• SOURCE EXTRACT:
------------------------------------
The Middletown Press (Middletown, CT)
Black activists look to Trump, GOP in the fight against abortion
WASHINGTON » Donald Trump’s harsh comments about women, Hispanics and Muslims was not the reason that Catherine Davis declined to support him for president.
It was her uncertainty about exactly where the Republican businessman stood on the issue that Davis, a 64-year-old African-American, says is the most important one facing the black community: abortion.
“If we don’t have life, then all the other issues pale,” Davis said. “Education doesn’t matter, criminal justice reform doesn’t matter, if you cannot make it out of the womb.”
Davis was energized this week as she joined thousands of antiabortion activists in Washington for the annual March for Life, where Vice President Mike Pence and presidential counselor Kellyanne Conway affirmed the Trump administration’s commitment to an antiabortion agenda.
Black women have the highest rate of abortion than any other group, a statistic that Davis and other black antiabortion activists say is the result of a deliberate targeting of the black community. Those who support reproductive rights point to a lack of access to preventive health care among poor black women. They say they also are concerned about the high rate but argue that legal abortion should remain an option for all women.
The crowd at the march was overwhelmingly white, as are the political leaders, organizations and grass-roots activists associated with the antiabortion movement. But Davis, working alone and with others, have long encouraged African-Americans to be more vocal and visible in the fight against abortion.
For the first time in a long while, Davis is optimistic that her side will have the upper hand in the debate, especially on her specific goal of defunding Planned Parenthood.
The new White House, along with the Republican Congress, “are communicating clearly a pro-life agenda, and that excites me because it at least gives me an opportunity to be at the table to persuade them to take some steps to stop Planned Parenthood from targeting black women,” Davis said as she made her way along Constitution Avenue on Friday en route to the pre-march rally on the grounds of the Washington Monument.
Several years ago, Davis and other activists drew fire for a billboard campaign in some major cities that featured the faces of AfricanAmerican children, with messages such as “Black children are an endangered species” and “The most dangerous place for an African American is in the womb.” They also have criticized Black Lives Matter activists, who have focused on the slayings of African-Americans by police, as being hypocrites for not speaking against abortion.
According the Centers for Disease Control and Prevention’s abortion surveillance report for 2013, in 29 states that have reported abortion data, black women had the highest abortion rate at 27 abortions per 1,000 woman, compared with 7.2 procedures per 1,000 white women and 13.8 abortions per 1,000 Hispanic women.
Michelle Batchelor, deputy director of In Our Own Voice, a reproductive rights organization, said the billboard campaign was “hurtful.”
“We understand that some people do not agree with abortion and what we try to emphasize is that’s fine, but don’t interfere with our choice,” said Batchelor. “We trust black women to make the choices that are best for their bodies, best for their families and best for their long-term future,” she said.
A Pew report on abortion published earlier this month showed that 57 percent of the public believes that abortion should be legal in all or most cases, including 58 percent of whites and 62 percent of blacks.
------------------------------------
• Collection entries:
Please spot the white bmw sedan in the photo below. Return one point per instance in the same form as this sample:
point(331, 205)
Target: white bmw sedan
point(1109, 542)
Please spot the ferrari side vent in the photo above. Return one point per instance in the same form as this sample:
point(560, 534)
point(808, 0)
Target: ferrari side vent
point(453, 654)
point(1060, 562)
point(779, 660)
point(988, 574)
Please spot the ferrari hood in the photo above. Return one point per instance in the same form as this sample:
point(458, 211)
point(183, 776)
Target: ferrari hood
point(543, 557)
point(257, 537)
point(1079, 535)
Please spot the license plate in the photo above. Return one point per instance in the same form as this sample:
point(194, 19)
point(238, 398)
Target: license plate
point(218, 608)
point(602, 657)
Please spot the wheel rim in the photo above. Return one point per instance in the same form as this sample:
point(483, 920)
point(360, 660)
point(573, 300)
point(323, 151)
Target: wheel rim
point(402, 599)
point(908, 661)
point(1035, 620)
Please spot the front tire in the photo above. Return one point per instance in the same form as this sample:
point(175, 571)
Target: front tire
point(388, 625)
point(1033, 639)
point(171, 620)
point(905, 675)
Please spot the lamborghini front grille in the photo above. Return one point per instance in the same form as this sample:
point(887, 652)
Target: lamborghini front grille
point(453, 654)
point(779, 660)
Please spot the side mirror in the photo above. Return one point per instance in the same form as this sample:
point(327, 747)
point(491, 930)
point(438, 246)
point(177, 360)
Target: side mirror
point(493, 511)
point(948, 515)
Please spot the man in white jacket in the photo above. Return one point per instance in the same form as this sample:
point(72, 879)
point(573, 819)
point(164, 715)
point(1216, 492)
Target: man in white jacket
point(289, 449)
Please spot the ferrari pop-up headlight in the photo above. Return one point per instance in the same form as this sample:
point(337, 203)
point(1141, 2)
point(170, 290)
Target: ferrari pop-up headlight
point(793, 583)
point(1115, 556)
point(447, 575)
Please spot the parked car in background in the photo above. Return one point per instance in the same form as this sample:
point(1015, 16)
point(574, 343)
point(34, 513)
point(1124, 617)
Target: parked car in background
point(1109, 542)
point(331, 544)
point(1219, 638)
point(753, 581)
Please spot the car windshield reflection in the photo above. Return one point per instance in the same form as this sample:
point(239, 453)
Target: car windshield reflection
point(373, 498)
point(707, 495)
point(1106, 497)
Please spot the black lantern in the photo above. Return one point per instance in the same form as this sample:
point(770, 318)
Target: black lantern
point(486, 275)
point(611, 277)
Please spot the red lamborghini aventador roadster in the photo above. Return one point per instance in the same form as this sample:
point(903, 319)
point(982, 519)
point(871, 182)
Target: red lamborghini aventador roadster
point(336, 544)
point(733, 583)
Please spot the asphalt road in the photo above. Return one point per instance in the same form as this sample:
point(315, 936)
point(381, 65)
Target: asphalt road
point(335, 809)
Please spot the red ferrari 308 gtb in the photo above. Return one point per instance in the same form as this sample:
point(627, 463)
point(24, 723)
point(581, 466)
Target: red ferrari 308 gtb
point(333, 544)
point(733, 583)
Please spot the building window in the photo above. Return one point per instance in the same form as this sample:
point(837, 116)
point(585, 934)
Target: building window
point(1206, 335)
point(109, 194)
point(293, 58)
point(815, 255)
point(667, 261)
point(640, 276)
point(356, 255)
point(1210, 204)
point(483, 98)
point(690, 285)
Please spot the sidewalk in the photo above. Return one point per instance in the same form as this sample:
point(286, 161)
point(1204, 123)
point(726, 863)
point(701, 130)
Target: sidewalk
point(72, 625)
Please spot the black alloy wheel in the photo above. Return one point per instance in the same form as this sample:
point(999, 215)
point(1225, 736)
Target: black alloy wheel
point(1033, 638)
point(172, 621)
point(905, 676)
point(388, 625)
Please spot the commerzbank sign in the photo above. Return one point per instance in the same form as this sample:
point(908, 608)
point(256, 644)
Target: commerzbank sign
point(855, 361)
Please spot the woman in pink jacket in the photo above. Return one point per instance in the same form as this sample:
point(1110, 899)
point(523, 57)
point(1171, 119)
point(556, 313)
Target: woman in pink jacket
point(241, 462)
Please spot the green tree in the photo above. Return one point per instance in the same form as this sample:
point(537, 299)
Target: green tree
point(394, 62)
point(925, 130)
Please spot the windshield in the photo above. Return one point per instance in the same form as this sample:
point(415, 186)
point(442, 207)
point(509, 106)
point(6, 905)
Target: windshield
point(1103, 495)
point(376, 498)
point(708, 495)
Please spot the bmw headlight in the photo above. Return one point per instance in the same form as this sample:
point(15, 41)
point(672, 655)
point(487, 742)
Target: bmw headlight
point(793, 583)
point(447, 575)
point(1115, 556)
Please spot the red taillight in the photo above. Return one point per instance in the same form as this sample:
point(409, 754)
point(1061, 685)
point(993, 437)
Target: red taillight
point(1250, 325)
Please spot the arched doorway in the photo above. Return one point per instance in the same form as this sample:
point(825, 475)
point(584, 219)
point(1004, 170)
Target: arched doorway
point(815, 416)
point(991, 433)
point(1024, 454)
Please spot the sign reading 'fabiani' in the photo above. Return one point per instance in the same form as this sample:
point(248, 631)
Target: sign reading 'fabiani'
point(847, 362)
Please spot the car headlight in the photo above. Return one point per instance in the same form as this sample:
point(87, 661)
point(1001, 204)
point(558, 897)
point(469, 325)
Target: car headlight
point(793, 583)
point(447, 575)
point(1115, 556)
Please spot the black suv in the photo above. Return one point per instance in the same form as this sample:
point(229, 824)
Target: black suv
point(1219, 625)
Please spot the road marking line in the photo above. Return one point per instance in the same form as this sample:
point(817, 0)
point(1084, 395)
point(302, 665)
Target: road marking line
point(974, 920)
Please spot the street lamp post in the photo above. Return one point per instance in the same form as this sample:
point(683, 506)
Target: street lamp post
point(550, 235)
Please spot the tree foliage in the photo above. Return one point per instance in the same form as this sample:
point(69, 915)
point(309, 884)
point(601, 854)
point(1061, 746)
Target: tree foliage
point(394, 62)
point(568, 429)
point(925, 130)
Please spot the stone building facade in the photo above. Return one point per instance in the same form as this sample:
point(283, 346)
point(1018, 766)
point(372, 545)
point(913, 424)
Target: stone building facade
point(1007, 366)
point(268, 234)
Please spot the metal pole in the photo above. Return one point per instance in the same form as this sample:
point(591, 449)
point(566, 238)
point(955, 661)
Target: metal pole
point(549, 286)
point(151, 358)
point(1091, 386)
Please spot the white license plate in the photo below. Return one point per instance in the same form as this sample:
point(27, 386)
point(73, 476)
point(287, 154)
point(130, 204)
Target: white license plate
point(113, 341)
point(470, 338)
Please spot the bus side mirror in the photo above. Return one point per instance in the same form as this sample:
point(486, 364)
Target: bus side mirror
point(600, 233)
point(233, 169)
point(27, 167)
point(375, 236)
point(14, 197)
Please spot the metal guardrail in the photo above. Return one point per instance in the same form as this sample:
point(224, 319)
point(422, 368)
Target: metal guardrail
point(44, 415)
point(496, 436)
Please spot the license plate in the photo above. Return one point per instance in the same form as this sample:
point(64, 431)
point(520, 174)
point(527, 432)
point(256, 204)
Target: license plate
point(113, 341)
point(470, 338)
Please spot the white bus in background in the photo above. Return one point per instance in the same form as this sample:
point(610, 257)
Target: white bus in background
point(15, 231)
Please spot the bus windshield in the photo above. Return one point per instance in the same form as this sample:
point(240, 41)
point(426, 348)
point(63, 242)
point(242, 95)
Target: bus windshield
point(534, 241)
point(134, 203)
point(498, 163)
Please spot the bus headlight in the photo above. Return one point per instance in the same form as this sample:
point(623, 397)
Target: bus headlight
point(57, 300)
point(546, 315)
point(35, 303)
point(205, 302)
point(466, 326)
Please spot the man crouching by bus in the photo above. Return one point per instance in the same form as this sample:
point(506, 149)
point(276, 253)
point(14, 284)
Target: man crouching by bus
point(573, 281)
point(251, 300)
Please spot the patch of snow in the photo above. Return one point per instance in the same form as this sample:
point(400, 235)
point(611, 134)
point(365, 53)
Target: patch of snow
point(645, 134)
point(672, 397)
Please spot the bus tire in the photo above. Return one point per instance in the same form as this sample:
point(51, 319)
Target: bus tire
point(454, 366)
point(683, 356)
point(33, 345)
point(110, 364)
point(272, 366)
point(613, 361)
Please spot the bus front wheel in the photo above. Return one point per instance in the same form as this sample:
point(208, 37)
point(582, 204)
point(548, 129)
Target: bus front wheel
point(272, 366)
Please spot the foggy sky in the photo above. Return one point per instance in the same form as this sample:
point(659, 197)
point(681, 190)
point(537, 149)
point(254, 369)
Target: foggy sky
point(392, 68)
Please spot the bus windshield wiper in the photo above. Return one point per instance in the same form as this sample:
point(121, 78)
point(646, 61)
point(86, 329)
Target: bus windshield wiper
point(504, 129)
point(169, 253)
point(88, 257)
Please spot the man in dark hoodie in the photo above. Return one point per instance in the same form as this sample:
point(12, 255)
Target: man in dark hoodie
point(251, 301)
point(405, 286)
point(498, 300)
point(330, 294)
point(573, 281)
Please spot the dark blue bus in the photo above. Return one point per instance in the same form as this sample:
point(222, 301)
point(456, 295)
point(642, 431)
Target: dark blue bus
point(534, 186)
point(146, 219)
------------------------------------
• TASK SET:
**1)** Based on the article about Black antiabortion activists, answer yes or no to each statement and quote the article's deciding words: (a) Catherine Davis is 64 years old. (b) Davis's specific goal is defunding Planned Parenthood. (c) The Pew report found that 62 percent of whites believe abortion should be legal in all or most cases.
**2)** Copy the stretch of the article from "A Pew report" through "percent of blacks.".
The listing has no connection to the article.

• RESPONSES TO THE TASKS:
**1)**
(a) Yes: "a 64-year-old African-American"
(b) Yes: "especially on her specific goal of defunding Planned Parenthood"
(c) No: "including 58 percent of whites and 62 percent of blacks"

**2)**
A Pew report on abortion published earlier this month showed that 57 percent of the public believes that abortion should be legal in all or most cases, including 58 percent of whites and 62 percent of blacks.